Repeat all of the material below exactly as written, images excluded.

# # # # # # #

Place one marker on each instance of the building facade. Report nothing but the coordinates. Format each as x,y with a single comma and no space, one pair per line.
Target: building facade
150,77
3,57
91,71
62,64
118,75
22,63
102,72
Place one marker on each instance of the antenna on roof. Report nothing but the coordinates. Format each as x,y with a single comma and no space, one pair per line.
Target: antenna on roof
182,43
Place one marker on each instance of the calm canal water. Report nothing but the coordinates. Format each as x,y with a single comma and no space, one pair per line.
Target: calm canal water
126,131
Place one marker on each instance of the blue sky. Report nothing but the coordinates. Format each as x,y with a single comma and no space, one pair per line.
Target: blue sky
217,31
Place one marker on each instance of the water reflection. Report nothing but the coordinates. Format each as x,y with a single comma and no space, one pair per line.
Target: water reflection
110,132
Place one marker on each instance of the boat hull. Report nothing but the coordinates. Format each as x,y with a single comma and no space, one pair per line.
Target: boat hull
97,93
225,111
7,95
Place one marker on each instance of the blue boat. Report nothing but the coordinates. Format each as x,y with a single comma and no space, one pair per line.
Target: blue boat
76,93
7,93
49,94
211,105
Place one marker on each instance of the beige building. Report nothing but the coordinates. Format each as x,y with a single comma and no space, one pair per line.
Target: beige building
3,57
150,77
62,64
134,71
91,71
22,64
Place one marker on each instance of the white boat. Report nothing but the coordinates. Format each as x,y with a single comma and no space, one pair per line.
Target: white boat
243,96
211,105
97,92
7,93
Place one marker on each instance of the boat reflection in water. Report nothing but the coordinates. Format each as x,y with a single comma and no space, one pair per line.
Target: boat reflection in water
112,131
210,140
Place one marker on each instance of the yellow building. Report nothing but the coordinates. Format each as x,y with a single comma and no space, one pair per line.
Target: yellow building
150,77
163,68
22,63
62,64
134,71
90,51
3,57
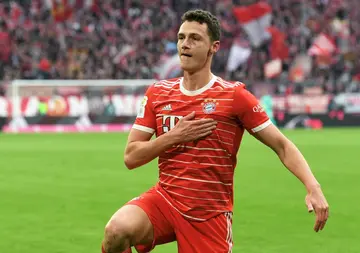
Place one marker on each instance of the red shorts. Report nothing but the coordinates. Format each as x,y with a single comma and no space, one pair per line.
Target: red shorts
213,235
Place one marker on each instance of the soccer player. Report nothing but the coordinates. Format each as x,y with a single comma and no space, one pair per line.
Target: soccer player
199,120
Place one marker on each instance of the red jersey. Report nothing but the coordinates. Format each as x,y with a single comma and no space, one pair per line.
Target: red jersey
196,178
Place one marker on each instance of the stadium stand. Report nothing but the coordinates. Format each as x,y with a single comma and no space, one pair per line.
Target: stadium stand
112,39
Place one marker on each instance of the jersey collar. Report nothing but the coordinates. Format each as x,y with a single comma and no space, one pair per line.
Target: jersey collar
199,91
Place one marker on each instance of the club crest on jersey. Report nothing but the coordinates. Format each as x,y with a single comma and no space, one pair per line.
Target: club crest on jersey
209,105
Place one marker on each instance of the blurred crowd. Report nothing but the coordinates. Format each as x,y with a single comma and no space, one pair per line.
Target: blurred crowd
126,39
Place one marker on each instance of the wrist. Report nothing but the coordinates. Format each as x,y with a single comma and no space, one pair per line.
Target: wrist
313,186
170,139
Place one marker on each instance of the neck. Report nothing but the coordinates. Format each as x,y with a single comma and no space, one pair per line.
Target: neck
197,80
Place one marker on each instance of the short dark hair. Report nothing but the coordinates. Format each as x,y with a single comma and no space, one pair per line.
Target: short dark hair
202,16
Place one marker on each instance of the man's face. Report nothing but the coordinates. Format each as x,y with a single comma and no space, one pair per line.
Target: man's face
194,46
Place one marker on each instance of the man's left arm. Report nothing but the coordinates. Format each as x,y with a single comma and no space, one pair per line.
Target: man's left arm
295,162
254,119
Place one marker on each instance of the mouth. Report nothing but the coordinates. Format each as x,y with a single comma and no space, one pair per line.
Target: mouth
187,55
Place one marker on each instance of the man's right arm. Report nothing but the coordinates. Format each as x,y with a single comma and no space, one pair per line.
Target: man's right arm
141,150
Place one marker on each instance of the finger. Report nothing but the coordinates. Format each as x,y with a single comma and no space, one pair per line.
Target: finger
203,121
317,224
325,218
204,134
190,116
205,126
309,207
204,129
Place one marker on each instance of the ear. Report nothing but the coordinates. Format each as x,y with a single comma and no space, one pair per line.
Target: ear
215,47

# # # # # # #

COMPLETE ANSWER →
Place one marker on each instance of the building facade. Report nothing but the coordinates. Format each as x,y with a single comma and no space, one pair per line.
Target: building facade
150,77
3,57
91,71
62,64
118,75
22,63
102,72
Place one marker on each instance of the antenna on roof. Report nothing but the coordinates. Format each as x,y with a single comma and no space, one pair per line.
Target: antenna on roof
182,43
Place one marker on each instance of the calm canal water. Report nothing but the coordinates. Format each as x,y with a single comma and no space, one pair per line.
Target: calm canal water
126,131
Place one marker on each instance of the blue sky. Report nothing but the coordinates. Format each as x,y with a single comma and no space, one pair per line.
Target: blue sky
217,31
Place one marker on each instance of the water reflection. Report nothing but the coordinates. Format each as x,y with a single comma and no space, one pair per line.
Target: water reflection
110,132
Place one marker on each instance of the boat hull. Report nothing but the coordinates. Format each as x,y with a single comma and no space, one pair per line.
Target: boat hull
97,93
225,111
7,95
Place one marker on each instance of the blue boat. Report nothing but the coordinates. Format each as x,y with a single comma and no space, one pair per line.
Target: blue boat
76,93
7,93
49,94
211,105
Place one marker on each instance of the beige building. Report nothing but the coordinates. Format each as x,y with a single comma and no space, one pair per line.
Target: beige building
3,57
150,77
62,64
134,71
91,71
22,64
Place one marker on each instance of the white boat. Report nothing but the coordinates. Format each as x,y with a single comma and no space, one pair per line.
Target: white boat
243,96
211,105
97,92
7,93
Place one marker on each instance of the boat reflection in water. Report nothing but the coordinates. Format each as x,y with a single comma and no space, one pair per line.
Target: boat reflection in water
112,131
210,140
Place one marker on each instance of the yellow building. Report nothing but the coordinates. Format each as x,y with a single comma and no space, one pair per line.
Target: yellow building
150,77
163,68
22,63
62,64
134,71
90,51
3,57
Place one marker on each instance of the red shorts. Report nothing but the coordinates. Format each as x,y with a single comma and no space, one pair per line.
Target: red shorts
213,235
Place one marker on each instance of the soccer player. Report nothing but the coordinates. Format each as x,y with a single comma and no space, one pair per line.
Target: soccer player
199,120
Place one marker on each instance of the red jersey. Report nothing but the coordinates. Format each as x,y with a single comma and no space, one pair per line.
Target: red jersey
196,178
Place one marker on each instance of the stadium stand. Report nothing but the coordinates. Format each as x,y with a single comma and no space, one pair per line.
Target: stadium stand
112,39
Place one marker on each instance of the jersey collar. Report nothing but the coordinates. Format each as x,y with a single comma and no space, one pair per line.
Target: jersey collar
199,91
Place one marker on each instance of the club crest on jersey. Report nothing but the coordinates. Format each as x,y with a single comma and no space, one pair per line.
Target: club crest on jersey
209,105
Place one marker on each instance of the blurred crowd. Report nothing but the coordinates. Format each as x,y with a single comma and no space, one pair per line.
Target: blurred crowd
126,39
Place one marker on each instance of the wrist. Report nothing but the coordinates. Format each as x,y with a single comma and no space, one pair per line.
Target: wrist
313,186
170,139
Place one marker on each instance of the neck. Report nothing but the coordinates. Format each as x,y with a single comma and no space, one pair per line.
Target: neck
197,80
Place one marker on each instance of the short dark hair. Report nothing but the coordinates. Format each as x,y with a single comma and no space, one pair per line.
Target: short dark hair
202,16
Place one marker on each instance of the man's face. Report nothing but the coordinates. Format each as x,y with a single comma and no space, one pair per line.
Target: man's face
194,46
Place one marker on each instance of the man's left arm. Report nothing but the coordinates. Format each as x,y with a single comma and no space, one pair per line.
Target: man's left arm
295,162
254,119
Place one marker on each instance of the mouth. Report nothing but the coordinates. Format each as x,y with a single comma and no space, one pair per line.
Target: mouth
187,55
Place one marker on each instance of the man's right arm. Report nothing but the coordinates. Format each as x,y with a single comma and no space, one pair per line.
Target: man's right arm
141,150
Place one marker on each instance of the finger. Report nothing but the coordinates. Format each as x,y with a single comma and no space, one pair per line.
Target: finger
203,121
317,224
325,218
204,134
190,116
205,126
309,207
204,129
Place one marker on each instance of the ear. Report nothing but the coordinates. Format each as x,y with a single comma and no space, one pair per line.
Target: ear
215,47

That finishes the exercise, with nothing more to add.